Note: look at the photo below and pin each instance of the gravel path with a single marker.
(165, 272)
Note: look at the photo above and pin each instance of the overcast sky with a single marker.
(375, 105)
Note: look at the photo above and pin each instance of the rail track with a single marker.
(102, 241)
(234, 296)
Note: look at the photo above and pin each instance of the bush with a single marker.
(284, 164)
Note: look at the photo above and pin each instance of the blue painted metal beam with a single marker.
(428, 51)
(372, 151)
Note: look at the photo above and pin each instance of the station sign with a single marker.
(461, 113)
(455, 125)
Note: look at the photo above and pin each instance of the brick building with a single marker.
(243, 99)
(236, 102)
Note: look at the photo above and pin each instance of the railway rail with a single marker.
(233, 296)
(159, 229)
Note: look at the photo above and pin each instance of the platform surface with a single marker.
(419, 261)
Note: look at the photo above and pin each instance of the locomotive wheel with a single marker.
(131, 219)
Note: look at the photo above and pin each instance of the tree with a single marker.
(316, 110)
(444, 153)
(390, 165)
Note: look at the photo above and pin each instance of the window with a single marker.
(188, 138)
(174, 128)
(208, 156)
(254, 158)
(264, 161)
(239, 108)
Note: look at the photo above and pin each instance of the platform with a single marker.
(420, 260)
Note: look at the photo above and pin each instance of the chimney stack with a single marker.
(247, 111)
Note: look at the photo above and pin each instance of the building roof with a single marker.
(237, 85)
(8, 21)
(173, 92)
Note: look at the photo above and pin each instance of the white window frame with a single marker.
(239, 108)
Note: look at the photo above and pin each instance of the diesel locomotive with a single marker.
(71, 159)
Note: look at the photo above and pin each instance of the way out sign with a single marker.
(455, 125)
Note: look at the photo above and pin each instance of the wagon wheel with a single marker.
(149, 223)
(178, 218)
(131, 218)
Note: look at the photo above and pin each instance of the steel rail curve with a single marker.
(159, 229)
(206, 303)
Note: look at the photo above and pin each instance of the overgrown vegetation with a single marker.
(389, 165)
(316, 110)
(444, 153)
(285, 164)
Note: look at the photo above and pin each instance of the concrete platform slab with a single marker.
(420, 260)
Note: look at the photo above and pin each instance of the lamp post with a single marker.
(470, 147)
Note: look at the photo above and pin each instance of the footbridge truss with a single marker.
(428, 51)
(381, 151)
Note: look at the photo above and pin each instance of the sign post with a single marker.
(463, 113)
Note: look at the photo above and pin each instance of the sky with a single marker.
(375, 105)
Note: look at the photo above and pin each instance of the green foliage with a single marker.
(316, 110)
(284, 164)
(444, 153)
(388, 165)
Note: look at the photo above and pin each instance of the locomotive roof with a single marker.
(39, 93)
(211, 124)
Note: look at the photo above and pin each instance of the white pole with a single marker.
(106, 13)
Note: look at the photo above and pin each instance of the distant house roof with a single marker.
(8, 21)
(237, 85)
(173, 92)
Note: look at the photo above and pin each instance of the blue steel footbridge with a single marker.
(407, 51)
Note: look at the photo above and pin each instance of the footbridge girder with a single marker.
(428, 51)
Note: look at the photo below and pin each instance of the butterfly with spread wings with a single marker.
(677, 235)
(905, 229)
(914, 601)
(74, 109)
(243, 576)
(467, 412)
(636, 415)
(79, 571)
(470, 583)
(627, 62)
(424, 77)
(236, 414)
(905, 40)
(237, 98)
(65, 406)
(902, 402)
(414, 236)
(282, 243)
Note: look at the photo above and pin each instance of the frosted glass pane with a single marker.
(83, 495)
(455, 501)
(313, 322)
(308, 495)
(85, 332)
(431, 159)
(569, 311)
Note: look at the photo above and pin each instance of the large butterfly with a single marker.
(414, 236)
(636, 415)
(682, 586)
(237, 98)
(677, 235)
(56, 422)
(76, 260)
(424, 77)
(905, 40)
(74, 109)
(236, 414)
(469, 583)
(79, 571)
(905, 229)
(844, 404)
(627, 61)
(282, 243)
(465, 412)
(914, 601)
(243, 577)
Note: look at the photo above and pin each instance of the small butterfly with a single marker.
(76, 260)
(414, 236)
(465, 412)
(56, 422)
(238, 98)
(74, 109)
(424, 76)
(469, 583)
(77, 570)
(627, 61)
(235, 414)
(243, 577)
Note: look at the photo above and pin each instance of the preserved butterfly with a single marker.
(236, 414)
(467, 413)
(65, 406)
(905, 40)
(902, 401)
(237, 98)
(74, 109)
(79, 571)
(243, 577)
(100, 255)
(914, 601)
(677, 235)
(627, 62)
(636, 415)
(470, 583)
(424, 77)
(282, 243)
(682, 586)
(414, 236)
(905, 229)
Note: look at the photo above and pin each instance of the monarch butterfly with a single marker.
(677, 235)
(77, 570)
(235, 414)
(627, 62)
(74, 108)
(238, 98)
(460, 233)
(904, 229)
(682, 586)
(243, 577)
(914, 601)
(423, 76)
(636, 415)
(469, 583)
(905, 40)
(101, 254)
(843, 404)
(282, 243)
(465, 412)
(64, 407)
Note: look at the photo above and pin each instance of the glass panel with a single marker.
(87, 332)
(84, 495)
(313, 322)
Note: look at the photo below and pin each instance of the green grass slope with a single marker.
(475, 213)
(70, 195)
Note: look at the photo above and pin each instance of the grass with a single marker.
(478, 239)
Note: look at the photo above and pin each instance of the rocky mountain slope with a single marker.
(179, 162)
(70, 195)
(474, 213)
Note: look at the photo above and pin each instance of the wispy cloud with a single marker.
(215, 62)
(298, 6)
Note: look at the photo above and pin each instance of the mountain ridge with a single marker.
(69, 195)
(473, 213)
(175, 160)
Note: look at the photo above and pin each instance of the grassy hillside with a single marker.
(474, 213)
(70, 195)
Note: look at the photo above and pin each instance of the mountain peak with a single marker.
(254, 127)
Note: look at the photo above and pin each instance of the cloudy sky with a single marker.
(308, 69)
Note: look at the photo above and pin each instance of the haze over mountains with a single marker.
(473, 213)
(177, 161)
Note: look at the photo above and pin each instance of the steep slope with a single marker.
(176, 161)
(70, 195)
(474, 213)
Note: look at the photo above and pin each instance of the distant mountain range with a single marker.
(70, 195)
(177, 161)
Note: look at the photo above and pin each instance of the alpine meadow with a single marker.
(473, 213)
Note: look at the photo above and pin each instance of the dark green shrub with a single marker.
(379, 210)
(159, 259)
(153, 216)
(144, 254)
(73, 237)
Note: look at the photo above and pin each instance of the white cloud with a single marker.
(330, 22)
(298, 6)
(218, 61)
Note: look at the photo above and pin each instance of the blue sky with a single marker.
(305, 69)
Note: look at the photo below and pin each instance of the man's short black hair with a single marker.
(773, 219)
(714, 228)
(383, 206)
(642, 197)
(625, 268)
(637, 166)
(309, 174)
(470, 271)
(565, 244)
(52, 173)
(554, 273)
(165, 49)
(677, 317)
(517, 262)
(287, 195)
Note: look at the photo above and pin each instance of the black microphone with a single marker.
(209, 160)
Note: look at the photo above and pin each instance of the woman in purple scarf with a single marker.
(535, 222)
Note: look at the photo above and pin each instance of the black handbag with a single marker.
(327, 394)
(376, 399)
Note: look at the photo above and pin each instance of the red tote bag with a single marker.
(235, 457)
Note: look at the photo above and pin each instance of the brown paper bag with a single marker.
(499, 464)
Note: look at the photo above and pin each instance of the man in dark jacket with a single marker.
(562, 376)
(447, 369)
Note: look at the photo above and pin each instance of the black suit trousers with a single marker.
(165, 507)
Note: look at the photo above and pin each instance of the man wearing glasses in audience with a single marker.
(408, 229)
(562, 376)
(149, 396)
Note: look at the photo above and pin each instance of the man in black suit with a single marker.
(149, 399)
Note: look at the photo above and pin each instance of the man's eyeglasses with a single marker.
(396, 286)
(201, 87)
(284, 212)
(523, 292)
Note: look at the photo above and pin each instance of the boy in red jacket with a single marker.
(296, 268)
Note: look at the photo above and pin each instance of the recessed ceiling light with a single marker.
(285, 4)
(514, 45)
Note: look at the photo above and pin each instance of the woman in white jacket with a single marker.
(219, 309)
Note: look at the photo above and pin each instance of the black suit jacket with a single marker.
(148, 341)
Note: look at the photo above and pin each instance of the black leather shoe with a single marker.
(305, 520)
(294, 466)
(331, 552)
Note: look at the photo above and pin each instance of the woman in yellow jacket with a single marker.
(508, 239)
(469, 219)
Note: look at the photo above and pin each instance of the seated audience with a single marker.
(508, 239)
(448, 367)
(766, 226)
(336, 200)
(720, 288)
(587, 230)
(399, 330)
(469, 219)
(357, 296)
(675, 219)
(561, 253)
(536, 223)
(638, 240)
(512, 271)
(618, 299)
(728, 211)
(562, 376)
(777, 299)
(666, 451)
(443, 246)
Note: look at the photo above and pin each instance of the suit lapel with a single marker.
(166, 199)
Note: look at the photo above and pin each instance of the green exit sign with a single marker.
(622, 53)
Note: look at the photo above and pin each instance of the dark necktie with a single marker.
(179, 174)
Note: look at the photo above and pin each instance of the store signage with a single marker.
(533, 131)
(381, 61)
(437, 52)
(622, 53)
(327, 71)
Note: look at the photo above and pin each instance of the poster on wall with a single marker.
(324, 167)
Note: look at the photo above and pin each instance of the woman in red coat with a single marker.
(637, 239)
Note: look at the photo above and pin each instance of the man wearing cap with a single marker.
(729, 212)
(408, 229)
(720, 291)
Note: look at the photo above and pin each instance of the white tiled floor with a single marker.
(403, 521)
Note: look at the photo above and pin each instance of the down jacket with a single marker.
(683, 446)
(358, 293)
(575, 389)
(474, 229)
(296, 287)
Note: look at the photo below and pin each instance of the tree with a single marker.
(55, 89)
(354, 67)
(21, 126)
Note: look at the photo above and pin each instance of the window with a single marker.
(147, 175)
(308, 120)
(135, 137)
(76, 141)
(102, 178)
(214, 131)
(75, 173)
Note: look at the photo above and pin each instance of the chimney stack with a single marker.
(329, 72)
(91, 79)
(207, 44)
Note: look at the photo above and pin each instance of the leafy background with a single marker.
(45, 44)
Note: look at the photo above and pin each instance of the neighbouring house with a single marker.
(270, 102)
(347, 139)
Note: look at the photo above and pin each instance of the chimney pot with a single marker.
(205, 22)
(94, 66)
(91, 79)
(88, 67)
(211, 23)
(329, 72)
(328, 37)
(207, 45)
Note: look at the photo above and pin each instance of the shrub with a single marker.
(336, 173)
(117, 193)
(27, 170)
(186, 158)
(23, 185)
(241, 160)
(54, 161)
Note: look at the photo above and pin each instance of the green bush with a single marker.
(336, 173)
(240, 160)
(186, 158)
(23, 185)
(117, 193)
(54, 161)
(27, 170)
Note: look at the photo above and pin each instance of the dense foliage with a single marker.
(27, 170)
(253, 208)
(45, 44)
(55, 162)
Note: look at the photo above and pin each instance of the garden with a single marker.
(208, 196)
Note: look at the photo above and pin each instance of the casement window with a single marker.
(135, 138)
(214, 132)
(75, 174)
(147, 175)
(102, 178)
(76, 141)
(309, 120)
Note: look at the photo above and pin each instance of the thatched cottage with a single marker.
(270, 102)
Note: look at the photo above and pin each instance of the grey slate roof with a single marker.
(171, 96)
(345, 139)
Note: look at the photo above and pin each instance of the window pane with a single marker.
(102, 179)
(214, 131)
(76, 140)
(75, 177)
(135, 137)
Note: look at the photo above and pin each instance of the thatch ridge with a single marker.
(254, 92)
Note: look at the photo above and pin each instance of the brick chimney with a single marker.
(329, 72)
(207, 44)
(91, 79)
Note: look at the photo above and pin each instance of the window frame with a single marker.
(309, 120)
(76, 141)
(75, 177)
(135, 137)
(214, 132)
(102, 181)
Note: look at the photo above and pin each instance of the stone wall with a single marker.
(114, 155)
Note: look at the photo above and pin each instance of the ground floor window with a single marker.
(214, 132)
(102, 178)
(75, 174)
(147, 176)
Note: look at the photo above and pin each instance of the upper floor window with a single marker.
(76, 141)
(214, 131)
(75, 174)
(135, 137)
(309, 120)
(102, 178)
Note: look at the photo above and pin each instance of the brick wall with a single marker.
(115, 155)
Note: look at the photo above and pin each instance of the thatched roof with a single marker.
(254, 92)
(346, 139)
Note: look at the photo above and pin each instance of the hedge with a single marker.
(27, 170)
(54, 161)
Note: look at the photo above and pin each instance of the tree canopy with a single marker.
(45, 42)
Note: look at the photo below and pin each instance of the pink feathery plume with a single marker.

################

=== DIRECTIVE ===
Please quote exactly the lines from the one containing "stone wall with a single marker." through the last line of the records above, both included, and nothing else.

=== THE SOLUTION ===
Note: look at the photo above and pin each instance of the stone wall with a single marker.
(114, 155)
Note: look at the photo above and pin each instance of the ground floor window with a single marker.
(214, 132)
(102, 178)
(75, 174)
(147, 176)
Note: look at the photo above and pin each instance of the upper floor window with a single marker.
(76, 141)
(214, 131)
(75, 174)
(135, 137)
(309, 120)
(102, 178)
Note: look at the photo above and pin each instance of the brick wall with a single marker.
(115, 155)
Note: look at the photo above and pin each instance of the thatched roof with a single marker.
(254, 92)
(346, 139)
Note: look at the photo above and pin each instance of the hedge with a single marker.
(27, 170)
(54, 161)
Note: look at the photo above and pin each instance of the tree canopy with a single marker.
(45, 42)
Note: look at the photo below and pin each instance of the pink feathery plume with a single marker.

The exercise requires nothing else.